Labeled point records

....

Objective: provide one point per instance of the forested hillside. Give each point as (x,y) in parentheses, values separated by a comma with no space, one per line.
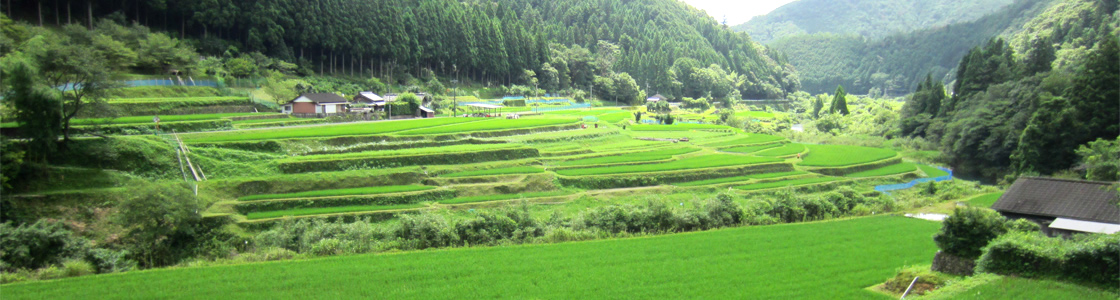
(896,64)
(487,41)
(1033,104)
(866,18)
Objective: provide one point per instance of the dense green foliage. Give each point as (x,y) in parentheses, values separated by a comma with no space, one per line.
(486,41)
(865,251)
(1010,112)
(1085,259)
(969,230)
(895,64)
(867,18)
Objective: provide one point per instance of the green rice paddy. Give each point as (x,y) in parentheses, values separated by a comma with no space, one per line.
(838,156)
(740,178)
(829,260)
(789,183)
(497,171)
(344,191)
(784,150)
(694,162)
(325,211)
(893,169)
(635,157)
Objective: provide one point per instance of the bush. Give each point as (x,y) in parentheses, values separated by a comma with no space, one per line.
(1086,259)
(37,245)
(964,233)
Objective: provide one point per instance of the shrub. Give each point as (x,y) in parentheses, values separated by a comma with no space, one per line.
(968,230)
(37,245)
(1090,259)
(77,268)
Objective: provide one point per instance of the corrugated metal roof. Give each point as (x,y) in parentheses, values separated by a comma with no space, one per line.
(1084,226)
(1080,199)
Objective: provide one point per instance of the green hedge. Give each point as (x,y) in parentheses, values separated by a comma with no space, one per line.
(1086,259)
(345,200)
(670,177)
(378,162)
(149,128)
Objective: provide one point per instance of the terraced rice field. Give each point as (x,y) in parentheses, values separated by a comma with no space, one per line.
(740,178)
(893,169)
(829,260)
(784,150)
(791,183)
(324,131)
(681,127)
(412,151)
(506,197)
(635,157)
(326,211)
(694,162)
(839,156)
(750,139)
(497,171)
(752,149)
(344,191)
(488,125)
(932,171)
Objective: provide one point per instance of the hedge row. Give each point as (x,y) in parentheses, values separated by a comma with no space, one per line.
(670,177)
(857,168)
(435,195)
(1090,259)
(149,128)
(382,147)
(378,162)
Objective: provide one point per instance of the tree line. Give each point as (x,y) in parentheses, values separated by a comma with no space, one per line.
(488,41)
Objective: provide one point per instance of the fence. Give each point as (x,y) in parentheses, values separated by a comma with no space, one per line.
(572,106)
(887,188)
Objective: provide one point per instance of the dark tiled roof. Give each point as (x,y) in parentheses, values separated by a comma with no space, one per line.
(1085,200)
(323,97)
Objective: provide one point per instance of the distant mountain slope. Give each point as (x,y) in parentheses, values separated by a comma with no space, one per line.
(867,18)
(897,63)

....

## Task statement
Convert the records, starting at the line that contains "Objective: provide one point per instance of the green hedge." and ending at the last line of the records, into a Markdown table with the columns Row and Line. Number each row and omit any blank lines.

## Answer for the task
| Row | Line |
|---|---|
| 1 | Objective: provide one point per instance of the green hedge. Give each point as (x,y) in parentheses, values separated by a comma with no space, one per line. |
| 2 | (1086,259) |
| 3 | (345,200) |
| 4 | (670,177) |
| 5 | (378,162) |
| 6 | (149,128) |
| 7 | Objective: provide one point per instance of the terraced rice field. Give each point as (x,y) in parentheses, values separated by a comma with no space, one per line. |
| 8 | (740,178) |
| 9 | (893,169) |
| 10 | (829,260) |
| 11 | (784,150) |
| 12 | (791,183) |
| 13 | (324,131) |
| 14 | (681,127) |
| 15 | (412,151) |
| 16 | (506,197) |
| 17 | (635,157) |
| 18 | (326,211) |
| 19 | (694,162) |
| 20 | (839,156) |
| 21 | (750,139) |
| 22 | (497,171) |
| 23 | (752,149) |
| 24 | (344,191) |
| 25 | (488,125) |
| 26 | (932,171) |
| 27 | Objective: provide one point per instance of the hedge row. Give each point as (x,y) in parentheses, values separated by a comma with no space, one per line. |
| 28 | (670,177) |
| 29 | (857,168) |
| 30 | (435,195) |
| 31 | (1090,259) |
| 32 | (149,128) |
| 33 | (382,147) |
| 34 | (378,162) |
| 35 | Objective: provide one point per instance of the tree line. Give each point as (x,y) in parentheses, values separated by a comma with no space, one per line. |
| 36 | (488,41) |
| 37 | Objective: provide one point per instance of the fence. Give each point as (x,y) in parentheses, values separated by a comma with no space, one per line. |
| 38 | (572,106) |
| 39 | (887,188) |
| 40 | Objective: provide one point per instance of the dark tiled roof. Give each point as (x,y) in parentheses, values separated by a comma with no space, one per line. |
| 41 | (1085,200) |
| 42 | (323,97) |
| 43 | Objective: provide one point per instance of the distant mountain slope. Give each point as (x,y) in parentheses, values separated by a comma with no space, one per line. |
| 44 | (867,18) |
| 45 | (897,63) |